_Exercise description:_ Count every line of the data that includes "below". State only the number.
__________
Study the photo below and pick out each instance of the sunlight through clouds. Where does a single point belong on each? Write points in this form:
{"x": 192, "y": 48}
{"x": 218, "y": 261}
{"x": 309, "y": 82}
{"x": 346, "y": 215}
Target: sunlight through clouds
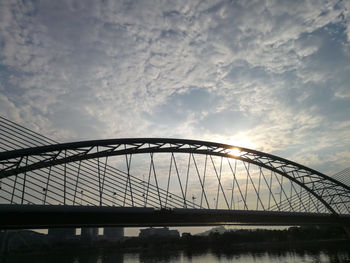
{"x": 265, "y": 75}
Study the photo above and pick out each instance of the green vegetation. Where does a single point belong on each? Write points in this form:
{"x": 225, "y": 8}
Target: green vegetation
{"x": 310, "y": 238}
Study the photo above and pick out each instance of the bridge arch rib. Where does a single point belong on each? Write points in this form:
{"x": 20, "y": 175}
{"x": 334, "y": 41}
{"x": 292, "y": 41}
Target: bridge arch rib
{"x": 331, "y": 193}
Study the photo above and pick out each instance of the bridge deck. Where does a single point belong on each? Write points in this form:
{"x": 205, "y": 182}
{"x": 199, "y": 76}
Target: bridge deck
{"x": 40, "y": 216}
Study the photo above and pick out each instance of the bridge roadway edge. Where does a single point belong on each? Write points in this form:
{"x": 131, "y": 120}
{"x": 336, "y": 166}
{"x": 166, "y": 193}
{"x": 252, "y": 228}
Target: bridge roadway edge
{"x": 45, "y": 216}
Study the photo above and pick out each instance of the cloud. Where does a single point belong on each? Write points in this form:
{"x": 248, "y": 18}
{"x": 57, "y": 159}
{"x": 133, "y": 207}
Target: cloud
{"x": 272, "y": 72}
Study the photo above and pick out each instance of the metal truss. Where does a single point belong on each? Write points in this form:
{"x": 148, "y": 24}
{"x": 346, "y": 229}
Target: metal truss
{"x": 307, "y": 189}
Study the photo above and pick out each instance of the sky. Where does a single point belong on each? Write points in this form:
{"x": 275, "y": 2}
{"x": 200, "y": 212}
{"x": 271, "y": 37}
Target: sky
{"x": 268, "y": 75}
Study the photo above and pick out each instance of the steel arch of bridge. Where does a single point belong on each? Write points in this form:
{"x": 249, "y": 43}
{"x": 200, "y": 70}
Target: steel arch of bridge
{"x": 330, "y": 192}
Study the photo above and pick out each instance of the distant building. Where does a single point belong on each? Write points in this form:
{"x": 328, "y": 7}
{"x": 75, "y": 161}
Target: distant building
{"x": 164, "y": 232}
{"x": 89, "y": 234}
{"x": 113, "y": 233}
{"x": 61, "y": 234}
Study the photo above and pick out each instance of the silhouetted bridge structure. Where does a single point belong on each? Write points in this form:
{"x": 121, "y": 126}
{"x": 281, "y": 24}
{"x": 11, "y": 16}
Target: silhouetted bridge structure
{"x": 157, "y": 181}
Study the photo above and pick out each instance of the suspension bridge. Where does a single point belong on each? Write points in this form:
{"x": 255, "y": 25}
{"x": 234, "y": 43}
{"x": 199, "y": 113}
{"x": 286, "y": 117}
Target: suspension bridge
{"x": 158, "y": 181}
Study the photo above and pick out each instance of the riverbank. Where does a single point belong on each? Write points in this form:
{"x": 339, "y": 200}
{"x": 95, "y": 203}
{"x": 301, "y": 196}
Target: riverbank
{"x": 230, "y": 242}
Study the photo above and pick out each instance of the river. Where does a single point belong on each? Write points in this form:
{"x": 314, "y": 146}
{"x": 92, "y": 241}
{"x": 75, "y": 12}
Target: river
{"x": 182, "y": 257}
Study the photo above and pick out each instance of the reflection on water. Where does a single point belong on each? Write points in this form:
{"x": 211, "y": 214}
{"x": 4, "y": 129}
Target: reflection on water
{"x": 181, "y": 257}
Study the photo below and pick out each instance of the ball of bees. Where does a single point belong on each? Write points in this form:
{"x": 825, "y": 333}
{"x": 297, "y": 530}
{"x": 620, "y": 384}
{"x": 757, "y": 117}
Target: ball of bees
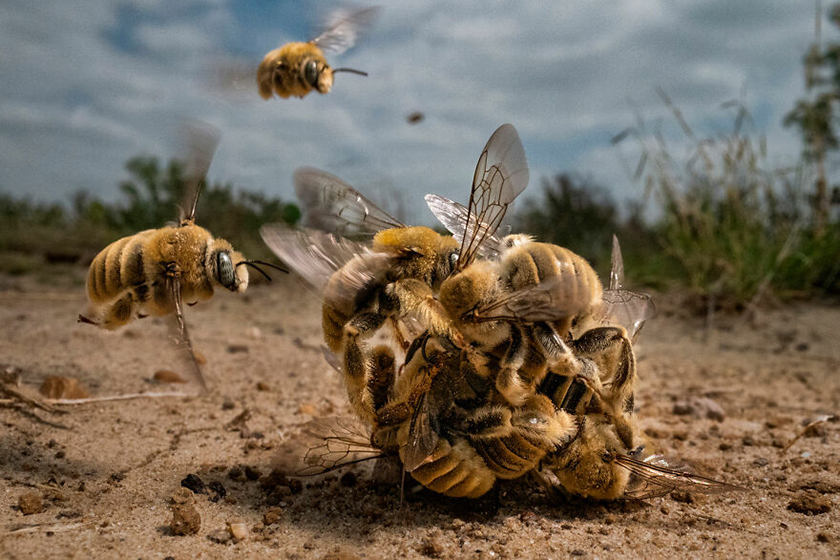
{"x": 509, "y": 358}
{"x": 296, "y": 69}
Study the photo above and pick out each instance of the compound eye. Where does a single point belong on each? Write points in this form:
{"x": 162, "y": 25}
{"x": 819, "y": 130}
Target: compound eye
{"x": 224, "y": 270}
{"x": 310, "y": 73}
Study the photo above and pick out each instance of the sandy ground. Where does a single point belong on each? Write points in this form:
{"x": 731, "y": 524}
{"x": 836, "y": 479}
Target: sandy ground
{"x": 106, "y": 472}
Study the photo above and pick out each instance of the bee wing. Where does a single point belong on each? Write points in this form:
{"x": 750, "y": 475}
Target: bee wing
{"x": 332, "y": 205}
{"x": 201, "y": 140}
{"x": 317, "y": 255}
{"x": 422, "y": 438}
{"x": 344, "y": 28}
{"x": 628, "y": 309}
{"x": 182, "y": 336}
{"x": 500, "y": 175}
{"x": 654, "y": 476}
{"x": 339, "y": 442}
{"x": 551, "y": 300}
{"x": 616, "y": 266}
{"x": 454, "y": 217}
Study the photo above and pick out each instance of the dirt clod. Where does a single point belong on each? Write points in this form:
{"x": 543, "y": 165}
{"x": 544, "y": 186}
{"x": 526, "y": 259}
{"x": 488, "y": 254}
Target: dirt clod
{"x": 810, "y": 502}
{"x": 30, "y": 503}
{"x": 57, "y": 387}
{"x": 194, "y": 483}
{"x": 185, "y": 520}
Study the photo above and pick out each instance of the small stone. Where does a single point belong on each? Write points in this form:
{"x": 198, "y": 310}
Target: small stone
{"x": 272, "y": 515}
{"x": 252, "y": 473}
{"x": 218, "y": 490}
{"x": 57, "y": 387}
{"x": 810, "y": 502}
{"x": 167, "y": 376}
{"x": 185, "y": 520}
{"x": 238, "y": 530}
{"x": 194, "y": 483}
{"x": 182, "y": 496}
{"x": 30, "y": 503}
{"x": 220, "y": 536}
{"x": 309, "y": 409}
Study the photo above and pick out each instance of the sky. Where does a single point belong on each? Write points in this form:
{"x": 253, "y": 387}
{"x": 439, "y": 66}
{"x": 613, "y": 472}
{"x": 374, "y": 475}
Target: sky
{"x": 87, "y": 84}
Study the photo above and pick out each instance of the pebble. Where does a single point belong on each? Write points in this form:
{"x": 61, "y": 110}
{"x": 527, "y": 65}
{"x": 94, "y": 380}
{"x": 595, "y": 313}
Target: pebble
{"x": 30, "y": 503}
{"x": 185, "y": 520}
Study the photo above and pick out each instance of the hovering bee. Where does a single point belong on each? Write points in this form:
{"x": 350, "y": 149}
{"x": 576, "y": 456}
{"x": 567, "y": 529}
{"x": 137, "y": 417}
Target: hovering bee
{"x": 155, "y": 271}
{"x": 295, "y": 69}
{"x": 399, "y": 275}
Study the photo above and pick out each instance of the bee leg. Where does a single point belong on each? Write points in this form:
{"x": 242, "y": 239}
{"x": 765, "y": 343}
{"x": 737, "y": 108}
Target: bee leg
{"x": 612, "y": 351}
{"x": 120, "y": 312}
{"x": 416, "y": 296}
{"x": 356, "y": 364}
{"x": 509, "y": 383}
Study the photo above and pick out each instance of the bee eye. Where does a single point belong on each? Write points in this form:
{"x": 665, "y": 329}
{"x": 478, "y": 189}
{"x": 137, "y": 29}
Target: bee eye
{"x": 310, "y": 73}
{"x": 224, "y": 270}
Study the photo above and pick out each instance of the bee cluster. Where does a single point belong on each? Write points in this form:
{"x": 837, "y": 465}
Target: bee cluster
{"x": 504, "y": 356}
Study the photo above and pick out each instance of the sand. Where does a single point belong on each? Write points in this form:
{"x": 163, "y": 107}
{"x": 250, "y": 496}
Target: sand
{"x": 726, "y": 400}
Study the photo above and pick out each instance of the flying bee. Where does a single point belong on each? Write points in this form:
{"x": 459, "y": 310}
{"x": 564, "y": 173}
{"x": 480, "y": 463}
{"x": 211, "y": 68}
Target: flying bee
{"x": 154, "y": 272}
{"x": 399, "y": 274}
{"x": 296, "y": 69}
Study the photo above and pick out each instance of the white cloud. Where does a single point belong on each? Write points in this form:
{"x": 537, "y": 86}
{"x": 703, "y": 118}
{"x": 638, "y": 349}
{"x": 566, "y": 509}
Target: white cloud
{"x": 567, "y": 74}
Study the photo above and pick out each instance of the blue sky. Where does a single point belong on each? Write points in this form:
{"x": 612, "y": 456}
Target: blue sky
{"x": 89, "y": 83}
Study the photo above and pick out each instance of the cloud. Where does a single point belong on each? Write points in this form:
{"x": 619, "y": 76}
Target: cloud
{"x": 91, "y": 83}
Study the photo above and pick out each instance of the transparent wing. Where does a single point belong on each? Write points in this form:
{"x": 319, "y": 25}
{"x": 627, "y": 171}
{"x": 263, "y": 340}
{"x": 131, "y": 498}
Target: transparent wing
{"x": 344, "y": 28}
{"x": 655, "y": 477}
{"x": 553, "y": 299}
{"x": 182, "y": 336}
{"x": 201, "y": 140}
{"x": 616, "y": 266}
{"x": 454, "y": 217}
{"x": 338, "y": 443}
{"x": 422, "y": 439}
{"x": 316, "y": 256}
{"x": 500, "y": 175}
{"x": 629, "y": 309}
{"x": 332, "y": 205}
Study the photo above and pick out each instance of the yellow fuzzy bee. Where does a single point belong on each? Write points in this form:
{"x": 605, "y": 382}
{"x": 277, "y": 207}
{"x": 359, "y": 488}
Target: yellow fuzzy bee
{"x": 154, "y": 272}
{"x": 296, "y": 69}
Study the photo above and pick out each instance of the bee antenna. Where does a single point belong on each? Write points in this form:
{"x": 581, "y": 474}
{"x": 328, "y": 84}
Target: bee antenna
{"x": 351, "y": 70}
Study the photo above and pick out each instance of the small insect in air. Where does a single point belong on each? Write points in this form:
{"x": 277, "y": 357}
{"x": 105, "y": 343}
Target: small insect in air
{"x": 154, "y": 272}
{"x": 296, "y": 69}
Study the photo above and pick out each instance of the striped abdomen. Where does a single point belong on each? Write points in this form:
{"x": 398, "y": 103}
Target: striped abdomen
{"x": 117, "y": 268}
{"x": 532, "y": 263}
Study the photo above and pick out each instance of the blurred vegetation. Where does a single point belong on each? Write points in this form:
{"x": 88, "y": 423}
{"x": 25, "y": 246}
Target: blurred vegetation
{"x": 32, "y": 233}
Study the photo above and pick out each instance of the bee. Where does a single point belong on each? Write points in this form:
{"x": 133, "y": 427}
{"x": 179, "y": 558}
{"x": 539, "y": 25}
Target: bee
{"x": 154, "y": 272}
{"x": 400, "y": 272}
{"x": 296, "y": 69}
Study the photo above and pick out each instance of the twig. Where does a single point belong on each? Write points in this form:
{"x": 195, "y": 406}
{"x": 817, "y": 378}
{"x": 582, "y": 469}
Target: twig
{"x": 48, "y": 528}
{"x": 802, "y": 432}
{"x": 151, "y": 395}
{"x": 16, "y": 395}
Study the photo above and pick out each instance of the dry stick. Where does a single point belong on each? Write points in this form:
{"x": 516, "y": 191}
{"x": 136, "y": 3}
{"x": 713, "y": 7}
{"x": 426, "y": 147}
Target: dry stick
{"x": 48, "y": 528}
{"x": 18, "y": 396}
{"x": 118, "y": 398}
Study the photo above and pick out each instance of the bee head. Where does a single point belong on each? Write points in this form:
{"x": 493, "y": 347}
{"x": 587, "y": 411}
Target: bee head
{"x": 317, "y": 74}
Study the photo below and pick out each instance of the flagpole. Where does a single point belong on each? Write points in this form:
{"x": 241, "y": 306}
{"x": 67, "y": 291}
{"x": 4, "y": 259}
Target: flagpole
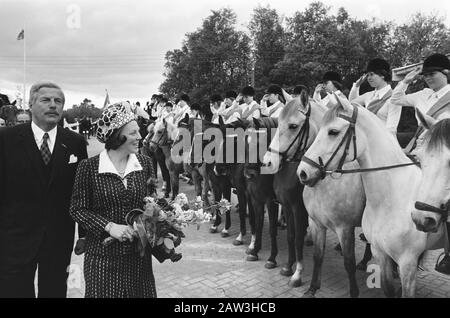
{"x": 24, "y": 105}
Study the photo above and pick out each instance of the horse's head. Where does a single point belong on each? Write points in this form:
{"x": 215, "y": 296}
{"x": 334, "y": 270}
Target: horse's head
{"x": 160, "y": 135}
{"x": 335, "y": 143}
{"x": 295, "y": 132}
{"x": 433, "y": 197}
{"x": 9, "y": 114}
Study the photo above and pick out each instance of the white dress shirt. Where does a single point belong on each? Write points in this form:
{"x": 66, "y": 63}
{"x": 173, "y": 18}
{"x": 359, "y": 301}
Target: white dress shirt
{"x": 39, "y": 136}
{"x": 388, "y": 113}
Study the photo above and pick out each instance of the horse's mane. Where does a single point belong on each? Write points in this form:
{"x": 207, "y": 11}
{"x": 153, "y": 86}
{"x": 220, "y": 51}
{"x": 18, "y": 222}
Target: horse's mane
{"x": 438, "y": 136}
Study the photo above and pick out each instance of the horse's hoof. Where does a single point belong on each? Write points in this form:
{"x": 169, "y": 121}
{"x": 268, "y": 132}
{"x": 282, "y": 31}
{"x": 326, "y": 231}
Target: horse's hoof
{"x": 270, "y": 264}
{"x": 295, "y": 283}
{"x": 252, "y": 258}
{"x": 250, "y": 251}
{"x": 237, "y": 242}
{"x": 361, "y": 266}
{"x": 286, "y": 271}
{"x": 309, "y": 294}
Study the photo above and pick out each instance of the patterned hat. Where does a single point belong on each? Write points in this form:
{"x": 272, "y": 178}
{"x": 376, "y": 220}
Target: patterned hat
{"x": 113, "y": 117}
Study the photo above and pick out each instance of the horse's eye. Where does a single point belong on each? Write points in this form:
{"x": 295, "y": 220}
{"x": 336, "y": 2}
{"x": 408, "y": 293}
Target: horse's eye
{"x": 333, "y": 132}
__________
_Solution to the problem:_ 3